TASK DETAILS. Copy the lines that follow, keeping every character the same.

Coordinate labeling data
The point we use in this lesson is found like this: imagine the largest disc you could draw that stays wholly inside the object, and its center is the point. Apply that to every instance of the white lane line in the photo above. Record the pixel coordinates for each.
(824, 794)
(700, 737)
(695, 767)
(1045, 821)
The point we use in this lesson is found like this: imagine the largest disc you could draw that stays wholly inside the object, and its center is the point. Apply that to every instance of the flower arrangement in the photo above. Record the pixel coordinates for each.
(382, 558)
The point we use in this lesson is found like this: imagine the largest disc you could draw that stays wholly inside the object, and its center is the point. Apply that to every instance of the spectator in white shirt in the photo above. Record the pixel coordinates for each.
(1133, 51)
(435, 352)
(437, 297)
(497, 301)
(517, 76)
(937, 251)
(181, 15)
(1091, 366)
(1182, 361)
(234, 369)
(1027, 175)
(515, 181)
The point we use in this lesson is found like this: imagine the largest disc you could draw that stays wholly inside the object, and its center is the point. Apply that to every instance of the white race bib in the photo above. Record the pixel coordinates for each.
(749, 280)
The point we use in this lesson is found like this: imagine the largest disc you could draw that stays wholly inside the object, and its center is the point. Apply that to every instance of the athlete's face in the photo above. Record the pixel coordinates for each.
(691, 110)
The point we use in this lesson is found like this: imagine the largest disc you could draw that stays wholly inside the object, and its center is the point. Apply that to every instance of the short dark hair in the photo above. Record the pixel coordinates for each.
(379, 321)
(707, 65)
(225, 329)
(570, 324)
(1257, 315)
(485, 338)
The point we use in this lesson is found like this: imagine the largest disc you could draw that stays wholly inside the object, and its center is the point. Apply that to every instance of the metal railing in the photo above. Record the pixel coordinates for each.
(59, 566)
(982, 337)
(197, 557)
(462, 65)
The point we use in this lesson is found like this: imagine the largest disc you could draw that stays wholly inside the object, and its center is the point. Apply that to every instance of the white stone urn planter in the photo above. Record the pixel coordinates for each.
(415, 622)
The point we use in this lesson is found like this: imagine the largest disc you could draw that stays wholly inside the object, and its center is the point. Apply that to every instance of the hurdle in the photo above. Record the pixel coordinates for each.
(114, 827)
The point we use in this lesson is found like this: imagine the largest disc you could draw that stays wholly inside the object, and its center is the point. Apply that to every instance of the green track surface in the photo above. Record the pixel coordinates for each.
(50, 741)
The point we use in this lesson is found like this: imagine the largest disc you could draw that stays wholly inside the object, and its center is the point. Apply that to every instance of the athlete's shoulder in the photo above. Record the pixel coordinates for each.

SOLUTION FOR THIS TASK.
The point we use in this lesson is found like this: imagine the largest disc you could draw that stays wholly inside the object, and its center is the point. Apply that to every instance of the white lane line in the photo above. Record the pixel coordinates for each.
(824, 794)
(700, 737)
(695, 767)
(1045, 821)
The point we use in this lesson is found like this: imagine the largest disc you could draw that stays wholly inside the object, and its center is the point. Apply that to every instance of the flower arrangement in the photo above. Record the pixel coordinates for each.
(382, 558)
The point we use in this lesson is found like this: imagine the largest disc you could draw that stays wholly inside the object, and its center is the point. Apply that to every instance of the spectator in white shirt in the photo above. Record the pixel coordinates for each.
(1133, 51)
(435, 352)
(437, 297)
(497, 301)
(517, 76)
(937, 251)
(181, 15)
(1091, 366)
(1182, 361)
(234, 369)
(1027, 175)
(515, 181)
The point we use in this lesson is found like this: imagine the largest disc you could draw that stays wholly inside the object, and its center is the point. Apply that to every instance of the white race bib in the photo above. Record the pixel coordinates for each.
(749, 280)
The point we use in this lesson is found like this: imagine the largest disc you could draw that stays wholly inside the object, and its center is the point. Apply that to every instance of the athlete's face in the photo above. Record the pixel coordinates for each.
(691, 110)
The point we use in this lesson is found like this: imagine the largest disc you could draw that stays wholly inside the object, and its center is the point. Apply that to every instance of the short dark hair in the photo above. Record the pixel coordinates for each.
(379, 321)
(707, 65)
(225, 329)
(570, 324)
(1257, 315)
(485, 338)
The point we use in this lesson is found like this: imagine the largest disc you could draw that stays wholly inside the object, and its center is the point. Apply that to every instance of the metal railing in the photo above. Record the pixel coordinates for each.
(59, 566)
(982, 337)
(197, 557)
(462, 65)
The point we use in this lesson is found like this: imagine the largest disc you could draw that stays wholly inside the object, and its center is the point. Apply that to every instance of the white stone urn planter in the photo above. Record the pixel coordinates for each.
(415, 622)
The point we use in this lesson is found like this: imagine the largest disc you could draw that stays wholly inside the object, and its center is the point. Apply that to every instance of the hurdle in the photo above. Record the pixel coordinates for each.
(114, 827)
The point we use in this lesson is found like this: imagine the largest disc you could draw that stays wholly inside the object, and its center is the point. Apply that to every instance of the green track surface in the photo above. Record the pixel coordinates for each.
(50, 741)
The point we use in this lesson is found like this: imagine the largest disc you could draw that stays wholly inside the object, and its center is the point. Apply that to every instance of the athlete's shoulder in the photo above. Record the pixel coordinates for each.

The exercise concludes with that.